▸ Data shown
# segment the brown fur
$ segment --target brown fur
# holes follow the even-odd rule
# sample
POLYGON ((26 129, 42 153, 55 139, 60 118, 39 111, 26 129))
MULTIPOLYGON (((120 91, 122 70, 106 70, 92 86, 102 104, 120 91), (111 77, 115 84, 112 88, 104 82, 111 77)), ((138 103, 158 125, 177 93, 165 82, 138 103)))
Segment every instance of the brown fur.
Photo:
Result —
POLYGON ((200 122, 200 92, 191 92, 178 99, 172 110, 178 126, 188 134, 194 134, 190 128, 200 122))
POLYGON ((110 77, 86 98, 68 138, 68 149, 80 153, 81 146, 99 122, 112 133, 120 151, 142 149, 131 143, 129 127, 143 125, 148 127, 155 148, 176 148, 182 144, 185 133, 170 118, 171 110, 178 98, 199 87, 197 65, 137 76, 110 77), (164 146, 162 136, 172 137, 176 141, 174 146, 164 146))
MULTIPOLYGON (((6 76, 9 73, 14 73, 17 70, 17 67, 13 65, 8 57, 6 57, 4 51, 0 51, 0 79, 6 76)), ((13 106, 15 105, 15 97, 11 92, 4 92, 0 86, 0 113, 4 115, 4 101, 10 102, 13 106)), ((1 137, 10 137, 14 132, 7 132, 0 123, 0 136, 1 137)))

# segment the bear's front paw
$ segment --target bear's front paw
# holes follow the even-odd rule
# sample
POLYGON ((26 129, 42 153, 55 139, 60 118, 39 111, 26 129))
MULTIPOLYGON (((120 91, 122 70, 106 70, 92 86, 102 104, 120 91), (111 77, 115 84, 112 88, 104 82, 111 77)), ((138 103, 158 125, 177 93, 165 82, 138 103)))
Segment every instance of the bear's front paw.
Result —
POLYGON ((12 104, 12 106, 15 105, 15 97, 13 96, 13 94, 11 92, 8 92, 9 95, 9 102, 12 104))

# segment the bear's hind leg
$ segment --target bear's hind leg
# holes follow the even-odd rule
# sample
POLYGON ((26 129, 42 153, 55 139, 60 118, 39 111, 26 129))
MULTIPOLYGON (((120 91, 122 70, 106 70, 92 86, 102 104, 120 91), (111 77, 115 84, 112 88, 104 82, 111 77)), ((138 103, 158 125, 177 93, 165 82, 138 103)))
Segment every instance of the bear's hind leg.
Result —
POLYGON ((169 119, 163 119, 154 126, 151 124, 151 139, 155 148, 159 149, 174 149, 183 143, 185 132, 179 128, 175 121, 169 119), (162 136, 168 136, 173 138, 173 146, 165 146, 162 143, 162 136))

▸ Exercise prompt
Write the entries again, exactly as they stand.

▸ Task result
# segment the brown fur
$ segment --target brown fur
# holes follow the even-odd rule
# sample
POLYGON ((26 129, 42 153, 55 139, 60 118, 39 111, 26 129))
MULTIPOLYGON (((120 91, 122 70, 106 70, 92 86, 102 104, 120 91), (111 77, 115 84, 112 88, 104 82, 111 77)), ((138 103, 158 125, 177 93, 165 82, 138 103)))
Segment every instance of the brown fur.
Photo:
Result —
POLYGON ((200 122, 200 92, 191 92, 178 99, 172 110, 178 126, 188 134, 194 134, 190 128, 200 122))
POLYGON ((110 77, 86 98, 68 138, 68 149, 80 153, 81 146, 99 122, 112 133, 120 151, 142 149, 131 143, 129 127, 143 125, 148 127, 155 148, 176 148, 182 144, 185 133, 170 118, 171 110, 178 98, 199 87, 197 65, 137 76, 110 77), (164 146, 162 136, 172 137, 176 141, 174 146, 164 146))
MULTIPOLYGON (((6 76, 9 73, 14 73, 17 70, 17 67, 13 65, 8 57, 6 57, 4 51, 0 51, 0 79, 6 76)), ((13 106, 15 105, 15 97, 11 92, 4 92, 0 86, 0 113, 4 115, 4 101, 10 102, 13 106)), ((1 137, 10 137, 14 132, 7 132, 0 123, 0 136, 1 137)))

# segment the bear's front paw
$ segment --target bear's front paw
# holes follow the even-odd rule
# sample
POLYGON ((26 129, 42 153, 55 139, 60 118, 39 111, 26 129))
MULTIPOLYGON (((120 91, 122 70, 106 70, 92 86, 102 104, 120 91), (111 77, 115 84, 112 88, 104 82, 111 77)), ((138 103, 158 125, 177 93, 165 82, 138 103)))
Segment every instance of the bear's front paw.
Result —
POLYGON ((12 104, 12 106, 15 105, 15 97, 13 96, 13 94, 11 92, 8 92, 9 95, 9 102, 12 104))

# segment the bear's hind leg
$ segment --target bear's hind leg
# holes follow the even-odd rule
# sample
POLYGON ((26 129, 42 153, 55 139, 60 118, 39 111, 26 129))
MULTIPOLYGON (((120 91, 122 70, 106 70, 92 86, 102 104, 120 91), (111 77, 115 84, 112 88, 104 82, 111 77)), ((138 103, 158 125, 177 93, 165 82, 138 103)))
Segment every instance of the bear's hind leg.
Result —
POLYGON ((169 119, 163 119, 154 126, 151 124, 151 139, 155 148, 159 149, 174 149, 183 143, 185 132, 179 128, 175 121, 169 119), (162 136, 168 136, 173 138, 173 146, 165 146, 162 143, 162 136))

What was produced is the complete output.